Die aktuellen Szenarien wurden vom IPCC im Jahr 2000 erarbeitet und sollen zukünftige weltweite Emissionswerte auf der Grundlage verschiedener "Storylines" im Hinblick auf Bevölkerungswachstum sowie technologische und wirtschaftliche Entwicklungen simulieren. Die Hauptszenarien, die A1-Familie, die B2 und so weiter, sind politischen Entscheidungsträgern und Umweltaktivisten bekannt, von den Wissenschaftlern einmal abgesehen, haben jedoch die Wenigsten auch wirklich das Kleingedruckte des Berichts gelesen, insbesondere die kühne Annahme des IPCC, höhere Energieeffizienz werde ein "automatisches" Nebenprodukt der zukünftigen wirtschaftlichen Entwicklung sein. So gehen alle Szenarien, selbst die Varianten, in denen "alles bleibt, wie gehabt", davon aus, dass fast 60 Prozent einer zukünftigen Reduktion von Kohlenstoffemissionen unabhängig von expliziten Umweltmaßnahmen erreicht werden können.

Das Panel setzt also alles, einschließlich unseres Planeten, auf eine Karte und hofft auf eine marktgesteuerte Entwicklung in Richtung einer Weltwirtschaft jenseits der Emissionsproblematik: ein Prozess, der nicht nur internationale Emissionslimits und CO2-Handel erfordert, sondern auch die Selbstverpflichtung der Unternehmen zum Einsatz von Technologien voraussetzt, für die es derzeit kaum Prototypen gibt, wie z. B. CO2-Abscheidung, Wasserstoffsysteme und andere alternative Antriebssysteme oder Biotreibstoffe auf Zellulosebasis. "In vielen SRES-Szenarien [des IPPC], die die zukünftige Entwicklung illustrieren sollen, übersteigt der Einsatz emissionsfreier Energieversorgungssysteme die Größe des globalen Energiesystems von 1990", betonen die Autoren des jüngsten Meilensteinberichts von SCOPE zum Thema Der globale Kohlenstoffkreislauf (2004).

Übereinkommen vom Typ Kyoto und die Kohlenstoffmärkte sollen, in Analogie zur keynesianischen "Ankurbelung der Wirtschaft", die Lücke zwischen der spontanen CO2-Reduktion und den von jedem Szenarium vorausgesetzten Emissionszielen füllen. Auch wenn das IPCC dies nicht ausdrücklich formuliert, geht es in seinen Reduktionszielen doch notwendigerweise davon aus, dass die Einnahmen, die durch höhere Preise für fossile Brennstoffe erzielt werden, innerhalb der nächsten Generation effizient in Technologien zur Förderung erneuerbarer Energie investiert und nicht an riesige Wolkenkratzer, Asset-Bubbles und Mega-Ausschüttungen für Aktionäre verschwendet werden.

## ARBEITSAUFTRAG 1
Beantworte kurz diese Fragen zum Textauszug über die IPCC-Szenarien:
(a) In welchem Jahr hat das IPCC die aktuellen Szenarien erarbeitet?
(b) Welcher Anteil einer zukünftigen Reduktion von Kohlenstoffemissionen soll laut allen Szenarien unabhängig von expliziten Umweltmaßnahmen erreicht werden?
(c) Mit welcher Analogie wird die Rolle der Übereinkommen vom Typ Kyoto und der Kohlenstoffmärkte beschrieben?

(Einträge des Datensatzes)
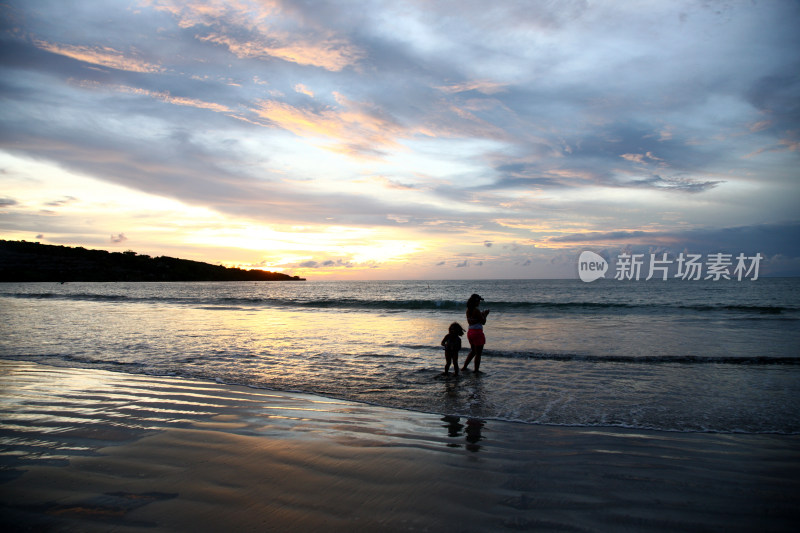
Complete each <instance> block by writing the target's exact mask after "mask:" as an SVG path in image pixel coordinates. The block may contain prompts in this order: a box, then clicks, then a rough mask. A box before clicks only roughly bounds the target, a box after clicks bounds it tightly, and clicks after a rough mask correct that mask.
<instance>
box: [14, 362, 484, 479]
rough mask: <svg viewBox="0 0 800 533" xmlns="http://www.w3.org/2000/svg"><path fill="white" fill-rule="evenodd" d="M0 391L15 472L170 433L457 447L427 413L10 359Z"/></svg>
mask: <svg viewBox="0 0 800 533" xmlns="http://www.w3.org/2000/svg"><path fill="white" fill-rule="evenodd" d="M0 384H1V385H2V386H0V401H1V402H2V420H3V422H2V424H0V456H4V457H5V459H4V460H5V462H6V463H8V464H10V465H12V466H23V465H27V464H51V463H54V462H55V463H58V464H61V463H63V462H64V461H67V460H69V458H70V457H73V456H78V455H95V454H96V453H97V452H98V450H99V449H100V448H103V447H105V446H110V445H119V444H123V443H125V442H131V441H134V440H138V439H139V438H141V437H143V436H144V435H147V434H150V433H152V432H153V431H160V430H165V429H169V428H192V427H194V428H202V429H210V430H215V429H216V430H221V431H232V432H235V433H240V434H246V435H265V436H269V435H272V436H281V435H285V432H286V431H291V433H292V435H293V436H294V437H293V438H303V435H308V436H309V437H314V436H318V435H320V434H324V435H327V438H331V439H334V440H336V441H351V440H352V439H359V440H366V441H372V442H374V443H375V445H377V446H385V445H392V443H393V442H406V443H410V444H412V445H414V446H420V447H424V448H430V449H437V448H440V447H442V446H450V445H451V444H452V442H451V440H452V439H449V438H448V439H446V438H444V436H442V437H441V438H440V437H439V436H437V435H435V433H433V432H432V431H431V429H432V427H433V424H431V427H430V428H426V427H420V421H421V420H424V419H426V418H427V417H428V415H415V414H411V413H407V412H404V411H394V410H390V409H385V408H379V407H370V406H364V405H359V404H354V403H350V402H344V401H338V400H328V399H324V398H319V397H315V396H310V395H305V394H273V393H269V392H267V391H263V390H256V389H246V388H243V387H228V386H221V385H218V384H214V383H211V382H203V381H196V380H189V379H177V380H176V379H174V378H168V377H167V378H162V377H152V376H136V375H130V374H123V373H115V372H107V371H102V370H82V369H71V368H56V367H43V366H39V365H36V364H33V363H24V362H10V361H2V362H0ZM7 391H13V392H14V393H13V395H11V394H9V393H7ZM431 421H433V417H431ZM471 424H473V422H472V421H470V422H468V423H467V426H466V431H465V432H462V433H461V435H462V436H465V437H466V440H467V442H468V444H467V448H468V449H470V450H471V451H477V450H478V449H479V448H480V447H479V446H477V447H475V446H474V445H475V444H476V443H477V441H478V440H480V432H479V427H480V426H475V425H471ZM481 425H482V424H481ZM462 427H464V426H462ZM476 428H478V431H477V433H476V431H475V429H476Z"/></svg>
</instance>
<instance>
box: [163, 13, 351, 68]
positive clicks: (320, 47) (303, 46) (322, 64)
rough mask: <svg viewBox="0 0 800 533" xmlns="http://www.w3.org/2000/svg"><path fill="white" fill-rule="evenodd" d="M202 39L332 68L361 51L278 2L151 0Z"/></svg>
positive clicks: (336, 67)
mask: <svg viewBox="0 0 800 533" xmlns="http://www.w3.org/2000/svg"><path fill="white" fill-rule="evenodd" d="M152 5H153V6H154V7H155V8H156V9H159V10H162V11H164V12H167V13H170V14H171V15H172V16H174V17H175V18H176V19H177V21H178V25H179V26H180V27H181V28H185V29H191V30H193V31H195V32H196V33H195V37H196V38H197V39H198V40H199V41H201V42H209V43H213V44H217V45H221V46H223V47H225V48H226V49H228V50H229V51H230V52H231V53H232V54H234V55H235V56H236V57H238V58H240V59H262V60H263V59H272V58H274V59H281V60H284V61H287V62H290V63H296V64H298V65H307V66H313V67H321V68H324V69H326V70H330V71H333V72H336V71H340V70H342V69H344V68H345V67H348V66H351V65H354V64H355V63H357V62H358V60H359V59H360V58H361V57H362V56H363V54H362V52H361V51H360V50H359V49H358V48H357V47H355V46H353V45H352V44H351V43H349V42H348V41H347V39H344V38H341V37H338V36H337V35H336V34H335V33H334V32H332V31H330V30H327V29H325V28H322V27H319V26H318V27H313V28H308V29H303V23H304V22H307V21H306V20H305V19H303V18H302V14H301V13H300V12H298V11H296V10H293V9H291V8H286V7H284V6H283V5H282V3H281V2H270V1H266V2H250V1H247V0H243V1H241V2H225V1H221V0H220V1H209V2H177V1H176V2H173V1H166V0H161V1H153V2H152Z"/></svg>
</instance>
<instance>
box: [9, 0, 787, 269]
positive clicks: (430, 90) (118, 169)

## ARBEITSAUFTRAG 2
Ersetze in der Liste oben "rough mask" durch "coarse mask" und gib die Zeilen ab dem Anfang der Liste bis einschließlich der Zeile mit "391L15 472L170 433L457" sonst unverändert wieder. Lass die Bilder weg.

## LÖSUNG 1
(a) Im Jahr 2000.
(b) Fast 60 Prozent.
(c) Mit der keynesianischen "Ankurbelung der Wirtschaft".

## LÖSUNG 2
Complete each <instance> block by writing the target's exact mask after "mask:" as an SVG path in image pixel coordinates. The block may contain prompts in this order: a box, then clicks, then a coarse mask. A box before clicks only roughly bounds the target, a box after clicks bounds it tightly, and clicks after a coarse mask correct that mask.
<instance>
box: [14, 362, 484, 479]
coarse mask: <svg viewBox="0 0 800 533" xmlns="http://www.w3.org/2000/svg"><path fill="white" fill-rule="evenodd" d="M0 391L15 472L170 433L457 447L427 413L10 359Z"/></svg>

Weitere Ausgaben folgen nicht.